AIM OF THE EXERCISE: Report only the number of lines in the records that contain the string "chair".

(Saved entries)
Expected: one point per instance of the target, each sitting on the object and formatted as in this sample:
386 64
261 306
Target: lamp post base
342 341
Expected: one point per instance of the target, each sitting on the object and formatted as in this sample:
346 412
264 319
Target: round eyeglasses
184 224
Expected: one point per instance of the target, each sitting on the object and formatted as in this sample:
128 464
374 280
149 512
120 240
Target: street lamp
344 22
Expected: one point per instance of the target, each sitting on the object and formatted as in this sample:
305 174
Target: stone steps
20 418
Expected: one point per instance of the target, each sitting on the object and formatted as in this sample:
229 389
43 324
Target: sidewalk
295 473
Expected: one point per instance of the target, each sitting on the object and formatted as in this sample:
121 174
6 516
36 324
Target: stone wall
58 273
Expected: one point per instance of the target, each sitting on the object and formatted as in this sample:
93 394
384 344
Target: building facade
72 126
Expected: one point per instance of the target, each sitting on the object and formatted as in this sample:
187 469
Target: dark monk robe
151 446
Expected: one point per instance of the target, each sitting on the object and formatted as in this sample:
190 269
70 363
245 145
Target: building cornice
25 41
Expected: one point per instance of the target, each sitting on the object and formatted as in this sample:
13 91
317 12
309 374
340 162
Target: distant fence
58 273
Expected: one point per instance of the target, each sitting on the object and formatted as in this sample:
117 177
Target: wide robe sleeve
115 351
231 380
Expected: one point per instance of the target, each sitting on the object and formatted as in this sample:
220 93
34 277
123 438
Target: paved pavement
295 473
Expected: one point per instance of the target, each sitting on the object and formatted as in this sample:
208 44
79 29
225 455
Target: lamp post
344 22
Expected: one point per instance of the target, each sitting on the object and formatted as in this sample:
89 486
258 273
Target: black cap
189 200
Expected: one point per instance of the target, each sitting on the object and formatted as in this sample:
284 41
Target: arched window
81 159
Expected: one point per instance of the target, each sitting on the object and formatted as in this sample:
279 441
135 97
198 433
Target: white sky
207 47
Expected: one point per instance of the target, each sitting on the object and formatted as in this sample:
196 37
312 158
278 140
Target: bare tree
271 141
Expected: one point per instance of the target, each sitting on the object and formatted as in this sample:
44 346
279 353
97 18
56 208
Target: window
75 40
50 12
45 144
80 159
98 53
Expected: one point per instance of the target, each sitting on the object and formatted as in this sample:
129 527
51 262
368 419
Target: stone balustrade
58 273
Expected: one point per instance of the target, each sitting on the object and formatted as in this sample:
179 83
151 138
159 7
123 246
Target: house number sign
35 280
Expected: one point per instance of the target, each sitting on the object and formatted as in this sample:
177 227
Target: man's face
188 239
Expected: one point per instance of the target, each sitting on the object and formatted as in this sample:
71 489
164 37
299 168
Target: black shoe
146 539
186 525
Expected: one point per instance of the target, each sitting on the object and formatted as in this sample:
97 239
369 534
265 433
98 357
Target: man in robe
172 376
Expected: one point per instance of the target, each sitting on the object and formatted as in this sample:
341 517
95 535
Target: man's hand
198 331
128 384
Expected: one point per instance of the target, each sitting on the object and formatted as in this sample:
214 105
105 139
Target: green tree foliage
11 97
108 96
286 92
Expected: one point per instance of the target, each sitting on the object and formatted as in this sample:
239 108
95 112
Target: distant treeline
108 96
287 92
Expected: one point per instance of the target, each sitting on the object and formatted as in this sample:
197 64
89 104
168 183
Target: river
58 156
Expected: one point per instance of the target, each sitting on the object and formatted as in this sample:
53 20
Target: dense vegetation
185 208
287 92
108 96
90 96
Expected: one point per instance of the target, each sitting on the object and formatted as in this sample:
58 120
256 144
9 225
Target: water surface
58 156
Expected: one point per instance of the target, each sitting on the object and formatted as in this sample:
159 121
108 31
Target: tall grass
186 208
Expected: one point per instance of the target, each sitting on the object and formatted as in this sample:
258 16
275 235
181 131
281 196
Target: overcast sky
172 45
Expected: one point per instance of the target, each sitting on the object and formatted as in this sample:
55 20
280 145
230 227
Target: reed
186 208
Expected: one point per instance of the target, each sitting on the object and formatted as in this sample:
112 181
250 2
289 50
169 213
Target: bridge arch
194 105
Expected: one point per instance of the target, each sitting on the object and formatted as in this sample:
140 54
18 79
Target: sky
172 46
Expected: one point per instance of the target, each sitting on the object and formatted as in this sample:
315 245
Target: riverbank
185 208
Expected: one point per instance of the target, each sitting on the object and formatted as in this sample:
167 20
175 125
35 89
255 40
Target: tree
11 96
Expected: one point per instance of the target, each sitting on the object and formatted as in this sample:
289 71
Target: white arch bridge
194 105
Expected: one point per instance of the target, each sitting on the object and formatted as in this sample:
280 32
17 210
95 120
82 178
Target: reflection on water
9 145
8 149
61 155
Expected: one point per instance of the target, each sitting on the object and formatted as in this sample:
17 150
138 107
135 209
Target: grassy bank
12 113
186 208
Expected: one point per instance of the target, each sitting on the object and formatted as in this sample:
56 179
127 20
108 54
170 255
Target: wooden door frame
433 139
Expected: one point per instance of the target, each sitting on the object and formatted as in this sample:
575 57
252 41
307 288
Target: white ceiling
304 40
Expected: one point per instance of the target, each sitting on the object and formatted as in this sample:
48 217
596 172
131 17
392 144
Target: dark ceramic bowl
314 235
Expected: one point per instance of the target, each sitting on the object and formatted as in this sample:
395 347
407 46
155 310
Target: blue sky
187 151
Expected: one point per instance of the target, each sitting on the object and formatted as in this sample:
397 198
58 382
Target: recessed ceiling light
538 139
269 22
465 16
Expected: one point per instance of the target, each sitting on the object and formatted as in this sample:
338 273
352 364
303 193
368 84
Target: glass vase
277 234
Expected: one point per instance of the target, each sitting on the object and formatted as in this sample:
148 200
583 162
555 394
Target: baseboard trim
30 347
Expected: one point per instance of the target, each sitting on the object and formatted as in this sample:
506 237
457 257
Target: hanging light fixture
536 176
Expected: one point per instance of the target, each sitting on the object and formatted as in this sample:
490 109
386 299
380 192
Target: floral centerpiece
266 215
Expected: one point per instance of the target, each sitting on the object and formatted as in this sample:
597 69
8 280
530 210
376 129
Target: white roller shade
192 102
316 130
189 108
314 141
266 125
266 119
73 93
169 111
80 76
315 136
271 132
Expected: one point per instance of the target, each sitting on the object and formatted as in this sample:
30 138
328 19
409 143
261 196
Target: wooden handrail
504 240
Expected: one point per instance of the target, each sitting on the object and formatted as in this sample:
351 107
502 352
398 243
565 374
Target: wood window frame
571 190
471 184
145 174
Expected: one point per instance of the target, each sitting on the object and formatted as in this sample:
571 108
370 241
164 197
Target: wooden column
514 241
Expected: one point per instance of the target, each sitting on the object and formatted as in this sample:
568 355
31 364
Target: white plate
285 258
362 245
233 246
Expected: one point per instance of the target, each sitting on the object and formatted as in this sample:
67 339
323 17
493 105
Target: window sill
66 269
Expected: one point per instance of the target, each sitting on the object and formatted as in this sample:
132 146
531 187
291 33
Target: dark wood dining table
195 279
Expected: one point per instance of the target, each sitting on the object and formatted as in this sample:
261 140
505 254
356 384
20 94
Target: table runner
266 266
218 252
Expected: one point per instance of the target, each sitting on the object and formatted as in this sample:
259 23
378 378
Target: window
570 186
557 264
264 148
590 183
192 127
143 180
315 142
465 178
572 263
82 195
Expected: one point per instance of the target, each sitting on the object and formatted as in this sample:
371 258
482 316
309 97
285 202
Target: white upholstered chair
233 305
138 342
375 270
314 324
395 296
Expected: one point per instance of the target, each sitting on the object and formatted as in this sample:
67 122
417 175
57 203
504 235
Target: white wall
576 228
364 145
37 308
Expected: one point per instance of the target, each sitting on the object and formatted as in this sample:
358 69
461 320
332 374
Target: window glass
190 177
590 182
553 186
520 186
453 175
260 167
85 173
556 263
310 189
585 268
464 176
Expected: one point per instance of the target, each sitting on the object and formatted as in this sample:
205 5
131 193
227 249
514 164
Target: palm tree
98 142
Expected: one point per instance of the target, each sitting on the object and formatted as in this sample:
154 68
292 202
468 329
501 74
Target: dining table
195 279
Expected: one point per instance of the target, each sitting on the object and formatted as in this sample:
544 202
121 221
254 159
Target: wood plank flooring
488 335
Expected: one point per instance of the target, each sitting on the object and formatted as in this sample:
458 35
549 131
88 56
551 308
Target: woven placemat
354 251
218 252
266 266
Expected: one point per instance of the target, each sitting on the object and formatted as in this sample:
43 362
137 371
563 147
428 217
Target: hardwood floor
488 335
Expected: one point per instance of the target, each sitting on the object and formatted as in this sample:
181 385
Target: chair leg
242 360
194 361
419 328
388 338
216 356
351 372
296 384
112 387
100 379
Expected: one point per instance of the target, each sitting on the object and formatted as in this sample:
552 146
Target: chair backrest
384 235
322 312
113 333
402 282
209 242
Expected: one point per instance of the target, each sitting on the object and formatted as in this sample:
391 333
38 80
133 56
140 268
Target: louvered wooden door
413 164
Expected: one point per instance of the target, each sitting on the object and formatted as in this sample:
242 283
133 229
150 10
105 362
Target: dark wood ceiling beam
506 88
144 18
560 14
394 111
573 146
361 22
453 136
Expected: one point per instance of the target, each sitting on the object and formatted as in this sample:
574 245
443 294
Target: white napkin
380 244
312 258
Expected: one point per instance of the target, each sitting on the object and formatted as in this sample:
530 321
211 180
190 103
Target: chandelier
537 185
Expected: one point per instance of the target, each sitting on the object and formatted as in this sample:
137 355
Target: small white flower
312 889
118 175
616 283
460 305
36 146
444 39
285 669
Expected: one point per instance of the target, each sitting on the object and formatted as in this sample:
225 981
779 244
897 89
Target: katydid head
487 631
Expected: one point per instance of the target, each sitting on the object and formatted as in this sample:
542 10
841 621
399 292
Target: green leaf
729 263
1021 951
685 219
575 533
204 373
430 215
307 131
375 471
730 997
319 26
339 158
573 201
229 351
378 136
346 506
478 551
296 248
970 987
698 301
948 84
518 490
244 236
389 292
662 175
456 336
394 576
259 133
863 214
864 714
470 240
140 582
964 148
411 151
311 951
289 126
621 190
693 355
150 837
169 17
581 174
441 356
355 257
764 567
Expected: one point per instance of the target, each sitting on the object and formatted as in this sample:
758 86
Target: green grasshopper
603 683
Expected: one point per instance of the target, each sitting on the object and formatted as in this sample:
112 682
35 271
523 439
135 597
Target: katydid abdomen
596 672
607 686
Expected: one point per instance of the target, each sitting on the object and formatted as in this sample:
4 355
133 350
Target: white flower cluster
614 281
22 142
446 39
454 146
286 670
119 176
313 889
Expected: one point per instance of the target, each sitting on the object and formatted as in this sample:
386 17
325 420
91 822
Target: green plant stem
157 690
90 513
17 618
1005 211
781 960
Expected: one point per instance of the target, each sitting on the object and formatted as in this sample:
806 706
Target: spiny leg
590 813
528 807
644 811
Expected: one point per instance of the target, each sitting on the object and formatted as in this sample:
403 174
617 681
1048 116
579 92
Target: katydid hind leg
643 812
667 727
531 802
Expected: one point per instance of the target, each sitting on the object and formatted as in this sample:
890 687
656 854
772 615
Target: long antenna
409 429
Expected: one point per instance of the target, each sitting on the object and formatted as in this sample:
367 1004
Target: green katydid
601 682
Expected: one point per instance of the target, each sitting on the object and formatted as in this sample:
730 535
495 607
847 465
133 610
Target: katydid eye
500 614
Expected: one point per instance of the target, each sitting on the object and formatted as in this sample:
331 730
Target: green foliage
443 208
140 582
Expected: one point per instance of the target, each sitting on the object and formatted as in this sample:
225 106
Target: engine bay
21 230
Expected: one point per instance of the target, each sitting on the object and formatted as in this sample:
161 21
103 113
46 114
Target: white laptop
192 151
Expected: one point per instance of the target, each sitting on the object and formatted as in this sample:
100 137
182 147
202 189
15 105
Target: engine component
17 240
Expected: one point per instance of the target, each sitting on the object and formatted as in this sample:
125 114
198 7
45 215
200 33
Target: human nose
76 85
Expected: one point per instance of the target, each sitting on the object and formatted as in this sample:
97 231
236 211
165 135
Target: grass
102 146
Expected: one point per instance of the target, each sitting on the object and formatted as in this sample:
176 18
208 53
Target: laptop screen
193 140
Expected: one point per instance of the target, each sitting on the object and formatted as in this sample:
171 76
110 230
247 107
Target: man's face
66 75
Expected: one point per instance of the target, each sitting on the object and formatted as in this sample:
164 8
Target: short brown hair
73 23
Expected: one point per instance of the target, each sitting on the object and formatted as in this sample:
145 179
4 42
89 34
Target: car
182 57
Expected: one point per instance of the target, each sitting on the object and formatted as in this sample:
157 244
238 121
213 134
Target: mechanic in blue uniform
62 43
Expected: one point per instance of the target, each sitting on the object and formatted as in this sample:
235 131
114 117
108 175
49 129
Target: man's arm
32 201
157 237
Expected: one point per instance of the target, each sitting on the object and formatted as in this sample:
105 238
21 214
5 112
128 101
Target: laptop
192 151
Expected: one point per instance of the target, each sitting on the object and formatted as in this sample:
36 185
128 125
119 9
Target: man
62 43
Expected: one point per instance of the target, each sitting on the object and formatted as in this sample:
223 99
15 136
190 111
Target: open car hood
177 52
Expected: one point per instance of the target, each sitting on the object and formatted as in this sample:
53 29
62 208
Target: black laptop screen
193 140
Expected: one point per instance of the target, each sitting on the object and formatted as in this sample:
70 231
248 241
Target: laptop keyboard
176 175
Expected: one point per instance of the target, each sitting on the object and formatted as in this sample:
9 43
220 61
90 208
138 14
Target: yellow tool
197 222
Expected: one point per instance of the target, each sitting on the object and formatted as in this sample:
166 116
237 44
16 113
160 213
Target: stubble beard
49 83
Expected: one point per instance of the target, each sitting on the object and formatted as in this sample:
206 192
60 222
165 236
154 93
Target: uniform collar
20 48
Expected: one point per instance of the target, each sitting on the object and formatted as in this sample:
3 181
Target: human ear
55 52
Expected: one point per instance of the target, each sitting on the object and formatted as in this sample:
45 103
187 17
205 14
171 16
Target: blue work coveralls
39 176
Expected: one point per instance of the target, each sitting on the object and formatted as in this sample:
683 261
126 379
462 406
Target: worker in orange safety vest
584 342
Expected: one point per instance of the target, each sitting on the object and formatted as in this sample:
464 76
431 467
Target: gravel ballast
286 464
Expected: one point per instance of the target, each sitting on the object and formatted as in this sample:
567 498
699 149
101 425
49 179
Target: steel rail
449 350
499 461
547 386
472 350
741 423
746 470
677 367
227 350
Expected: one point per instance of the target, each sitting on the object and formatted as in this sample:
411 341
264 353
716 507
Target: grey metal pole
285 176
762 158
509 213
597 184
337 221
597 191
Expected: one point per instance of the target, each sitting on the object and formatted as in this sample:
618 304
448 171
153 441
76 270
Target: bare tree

WRITTEN REPLY: 3